Transcreva fielmente o trecho do texto sobre a aplicação dos princípios bíblicos, começando em "Além do mais, é" e seguindo até "que pratiquemos algo.".

━━━━━ Texto fornecido

Em quarto lugar, erram na contextualização e na aplicação dos princípios bíblicos.

Um exemplo que pode ser citado para ilustrar a questão é a armadura de Deus, em Efésios 6:10-20. Ali, naquele texto, o apóstolo Paulo utiliza o artifício da ilustração para falar de verdades espirituais, e essas verdades são ilustradas através de uma realidade física. Ou seja, Paulo usa a armadura romana para falar da verdade da batalha espiritual, alicerçada no Evangelho da Paz (sandálias), Justiça (couraça), Salvação (capacete), Fé (escudo) e a Palavra de Deus (espada). Isso não quer dizer que o cristão tenha que usar uma armadura de verdade, ou que tenha que ter miniaturas de armaduras em sua casa como uma mandala, patuá ou amuleto, para estar protegido, pois isso seria superstição. Da mesma forma, os atos encontrados no Antigo Testamento, por exemplo, não precisam ser repetidos em nosso meio hoje, pois semelhantemente isso seria superstição, ou no mínimo seria o mesmo que achar que um método pode substituir ou provocar a ação do Espírito Santo, o que seria recair no erro do pragmatismo. Mas, é exatamente isso o que tem acontecido, quando essas “práticas” e “ações” são executadas com a finalidade de “bloquear”, “anular”, “derrubar” ou “vencer” fortalezas espirituais. Isso é o mesmo que os espíritas fazem ao usar sabonetes e sal grosso para tomar banhos de descarrego, ou usar alguns pós com supostos poderes especiais que acreditam poder livrar as pessoas de mal olhado, ou quando usam o pé de pinhão roxo para proteger suas casas e comércios, ou quando fazem um despacho para, supostamente, fechar o corpo contra maus espíritos. Tudo isso não passa de superstição, paganismo, feitiçaria e macumbaria.

Além do mais, é preciso destacar que não encontramos nenhuma ordem bíblica para que façamos tais coisas. É preciso relembrarmos que uma coisa é a Bíblia relatar algo que ocorreu, e outra, completamente diferente, é a Bíblia ordenar que pratiquemos algo.

Por isso, mais uma vez é preciso repetir o que o escritor aos Hebreus declara:

Havendo Deus, outrora, falado, muitas vezes e de muitas maneiras, aos pais, pelos profetas, NESTES ÚLTIMOS DIAS, NOS FALOU PELO FILHO, a quem constituiu herdeiro de todas as coisas, pelo qual também fez o universo. Ele, que é o resplendor da glória e a expressão exata do seu Ser, sustentando todas as coisas pela palavra do seu poder, depois de ter feito a purificação dos pecados, assentou-se à direita da Majestade, nas alturas, tendo-se tornado tão superior aos anjos quanto herdou mais excelente nome do que eles.” (Hb 1:1-4)

━━━━━━━━━━
━━━━━ Dados brutos

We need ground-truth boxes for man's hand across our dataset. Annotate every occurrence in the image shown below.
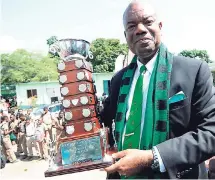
[105,149,153,176]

━━━━━━━━━━

▶ **Resposta correta**:
Além do mais, é preciso destacar que não encontramos nenhuma ordem bíblica para que façamos tais coisas. É preciso relembrarmos que uma coisa é a Bíblia relatar algo que ocorreu, e outra, completamente diferente, é a Bíblia ordenar que pratiquemos algo.